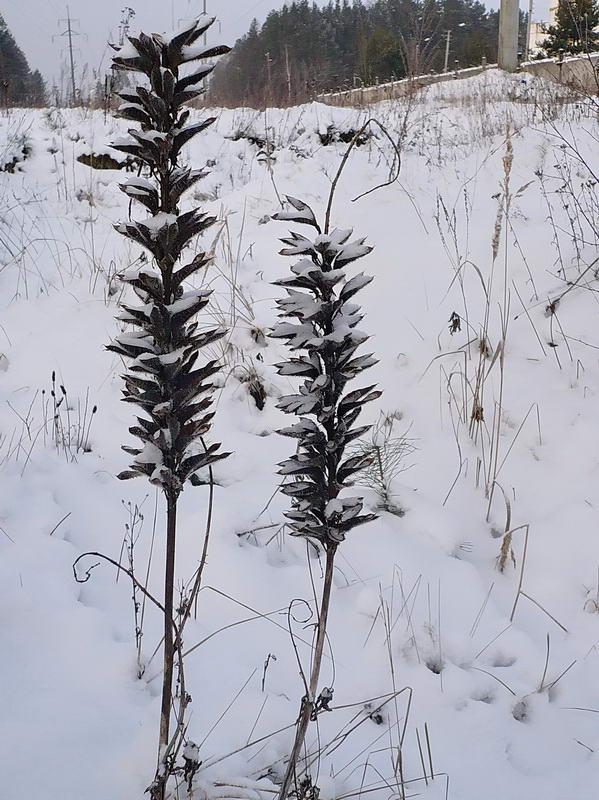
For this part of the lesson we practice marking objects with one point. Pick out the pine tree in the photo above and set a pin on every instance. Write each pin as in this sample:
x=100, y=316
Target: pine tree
x=323, y=336
x=575, y=30
x=164, y=378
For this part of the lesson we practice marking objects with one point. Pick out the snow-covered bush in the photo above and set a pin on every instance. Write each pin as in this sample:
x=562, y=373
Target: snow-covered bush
x=164, y=378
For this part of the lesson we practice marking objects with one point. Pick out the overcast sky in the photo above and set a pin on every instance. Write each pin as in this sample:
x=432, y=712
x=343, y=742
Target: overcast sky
x=34, y=23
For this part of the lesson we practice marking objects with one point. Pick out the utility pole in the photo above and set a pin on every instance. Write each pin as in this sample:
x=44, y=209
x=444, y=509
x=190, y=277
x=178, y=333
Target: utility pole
x=509, y=18
x=69, y=33
x=447, y=41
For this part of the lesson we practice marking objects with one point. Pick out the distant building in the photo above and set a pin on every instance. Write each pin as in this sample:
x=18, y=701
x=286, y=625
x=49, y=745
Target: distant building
x=538, y=33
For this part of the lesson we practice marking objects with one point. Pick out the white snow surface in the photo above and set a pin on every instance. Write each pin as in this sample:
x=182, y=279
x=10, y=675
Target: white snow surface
x=419, y=606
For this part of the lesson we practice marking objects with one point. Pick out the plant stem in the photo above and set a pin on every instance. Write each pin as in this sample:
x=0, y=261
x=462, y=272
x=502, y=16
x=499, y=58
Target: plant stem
x=169, y=650
x=309, y=702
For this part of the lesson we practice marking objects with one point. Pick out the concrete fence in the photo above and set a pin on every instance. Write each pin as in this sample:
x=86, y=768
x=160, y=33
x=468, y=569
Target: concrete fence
x=579, y=73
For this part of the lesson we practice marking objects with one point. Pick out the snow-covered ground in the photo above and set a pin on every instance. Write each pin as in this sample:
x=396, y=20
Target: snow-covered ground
x=425, y=630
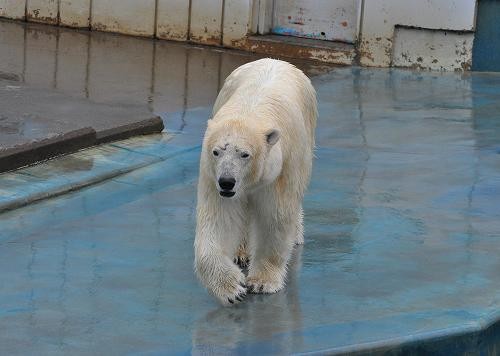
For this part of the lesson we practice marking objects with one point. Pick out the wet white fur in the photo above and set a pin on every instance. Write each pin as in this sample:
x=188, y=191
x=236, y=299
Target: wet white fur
x=258, y=100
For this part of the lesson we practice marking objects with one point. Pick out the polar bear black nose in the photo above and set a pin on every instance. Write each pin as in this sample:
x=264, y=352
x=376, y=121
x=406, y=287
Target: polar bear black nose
x=227, y=183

PROBLEM:
Copy all of the material above word for word, leaving out the pictures.

ANSWER TO THE PROBLEM:
For this part of the lesson we practice marking objects with one point. Pick out the pine tree in the photo above and set a pin on every instance. Write each pin as in this sample:
x=100, y=316
Target: pine tree
x=323, y=336
x=575, y=30
x=164, y=378
For this part of the lesson we practice marking objects with one point. Pick out the snow-covered bush in the photo above and set a pin on every instance. Write each pin as in this sample:
x=562, y=373
Target: snow-covered bush
x=164, y=378
For this part of the lesson we practice marking objects with one point. Pick out the overcast sky in the photo above and set a pin on every instance. Write each pin as in this sample:
x=432, y=712
x=343, y=742
Target: overcast sky
x=34, y=23
For this part of the lesson we practice marking objects with one point. Pick out the utility pole in the photo above and set a pin on every instance. Write each pin as in this sample:
x=44, y=209
x=444, y=509
x=190, y=277
x=178, y=333
Target: utility pole
x=509, y=18
x=69, y=33
x=447, y=41
For this part of the lesson we practice marking objects with one point. Pick out the distant building in the photo above and set a pin on every instance. Write each pin as in this sample:
x=18, y=701
x=286, y=625
x=49, y=745
Target: distant building
x=538, y=33
For this part of the lesson we practice marking objects with one point. Pick out the white snow surface in the photo above and set a pin on every instance. Write each pin as in this sample:
x=182, y=279
x=10, y=675
Target: white snow surface
x=419, y=606
For this part of the lesson we practice marking objects with one point. Pick out the plant stem in the photo above and set a pin on every instance. Write each pin as in this sample:
x=0, y=261
x=462, y=272
x=502, y=16
x=499, y=58
Target: plant stem
x=169, y=650
x=309, y=702
For this part of the lesson we practice marking objects with one point. Pick out the concrete fence in the photo above and set a pin on every instance. Write each pin as in this sample:
x=86, y=768
x=160, y=33
x=468, y=569
Target: concrete fence
x=579, y=73
For this part of the lesson we practice marking objects with one point. Pick out the snow-covered ground in the photo above and set a pin on every instance. Write each pin as in this sample:
x=396, y=20
Target: snow-covered ground
x=425, y=630
For this part of the lesson we practice marking objects with one point. Pick out the wet white fur in the photo above and set a pin on every instance. Write each pin as in this sample:
x=188, y=191
x=236, y=299
Target: wet white fur
x=258, y=100
For this part of the lesson we practice marking objects with one point. Pick out the polar bear black nose in the photo above and set a pin on every instance. Write each pin as in this sample:
x=264, y=352
x=376, y=121
x=406, y=287
Target: polar bear black nose
x=227, y=183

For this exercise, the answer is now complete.